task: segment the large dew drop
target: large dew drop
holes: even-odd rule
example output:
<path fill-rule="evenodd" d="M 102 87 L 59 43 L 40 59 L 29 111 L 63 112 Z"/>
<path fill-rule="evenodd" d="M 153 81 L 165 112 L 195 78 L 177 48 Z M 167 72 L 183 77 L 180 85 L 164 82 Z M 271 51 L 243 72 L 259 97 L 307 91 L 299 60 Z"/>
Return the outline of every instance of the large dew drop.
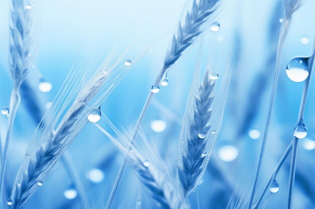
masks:
<path fill-rule="evenodd" d="M 95 108 L 91 110 L 88 115 L 88 120 L 92 123 L 96 123 L 101 119 L 101 110 Z"/>
<path fill-rule="evenodd" d="M 296 57 L 289 62 L 286 68 L 288 77 L 295 82 L 301 82 L 308 77 L 308 58 Z"/>
<path fill-rule="evenodd" d="M 1 110 L 1 113 L 5 115 L 7 115 L 10 112 L 10 109 L 8 107 L 4 107 Z"/>
<path fill-rule="evenodd" d="M 278 191 L 279 191 L 279 184 L 276 180 L 273 180 L 272 182 L 271 182 L 269 190 L 272 193 L 277 193 Z"/>
<path fill-rule="evenodd" d="M 214 22 L 210 26 L 210 30 L 213 32 L 217 32 L 220 30 L 220 24 L 217 22 Z"/>
<path fill-rule="evenodd" d="M 52 88 L 52 84 L 51 84 L 51 83 L 44 78 L 40 79 L 38 84 L 38 89 L 40 91 L 44 93 L 49 92 Z"/>
<path fill-rule="evenodd" d="M 298 139 L 303 139 L 307 135 L 307 129 L 303 124 L 299 124 L 294 128 L 293 136 Z"/>
<path fill-rule="evenodd" d="M 151 87 L 151 91 L 152 93 L 156 94 L 160 91 L 160 86 L 158 85 L 154 84 Z"/>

──────────

WORK INSTRUCTIONS:
Reproduce all of the records above verbatim, omitting the pictures.

PROBLEM SOLUTION:
task: segment the large dew drop
target: large dew drop
holes: even-odd rule
example output:
<path fill-rule="evenodd" d="M 102 87 L 59 43 L 40 59 L 29 111 L 63 112 Z"/>
<path fill-rule="evenodd" d="M 153 81 L 165 112 L 195 78 L 177 48 Z M 167 72 L 183 77 L 180 85 L 164 82 Z M 271 51 L 243 72 L 259 97 L 307 91 L 299 60 Z"/>
Return the outline of every instance of the large dew drop.
masks:
<path fill-rule="evenodd" d="M 95 108 L 91 110 L 88 115 L 88 120 L 92 123 L 96 123 L 101 119 L 101 110 Z"/>
<path fill-rule="evenodd" d="M 296 57 L 289 62 L 286 68 L 288 77 L 295 82 L 301 82 L 308 77 L 308 58 Z"/>
<path fill-rule="evenodd" d="M 1 110 L 1 113 L 5 115 L 7 115 L 10 112 L 10 109 L 8 107 L 4 107 Z"/>
<path fill-rule="evenodd" d="M 278 191 L 279 191 L 279 184 L 276 180 L 273 180 L 272 182 L 271 182 L 269 190 L 272 193 L 277 193 Z"/>
<path fill-rule="evenodd" d="M 214 22 L 210 26 L 210 30 L 213 32 L 217 32 L 220 30 L 220 24 L 217 22 Z"/>
<path fill-rule="evenodd" d="M 52 88 L 52 84 L 51 84 L 51 83 L 44 78 L 40 79 L 38 84 L 38 89 L 40 91 L 44 93 L 49 92 Z"/>
<path fill-rule="evenodd" d="M 298 139 L 303 139 L 307 135 L 307 129 L 303 124 L 299 124 L 294 128 L 293 136 Z"/>
<path fill-rule="evenodd" d="M 151 87 L 151 91 L 152 93 L 156 94 L 160 91 L 160 86 L 158 85 L 154 84 Z"/>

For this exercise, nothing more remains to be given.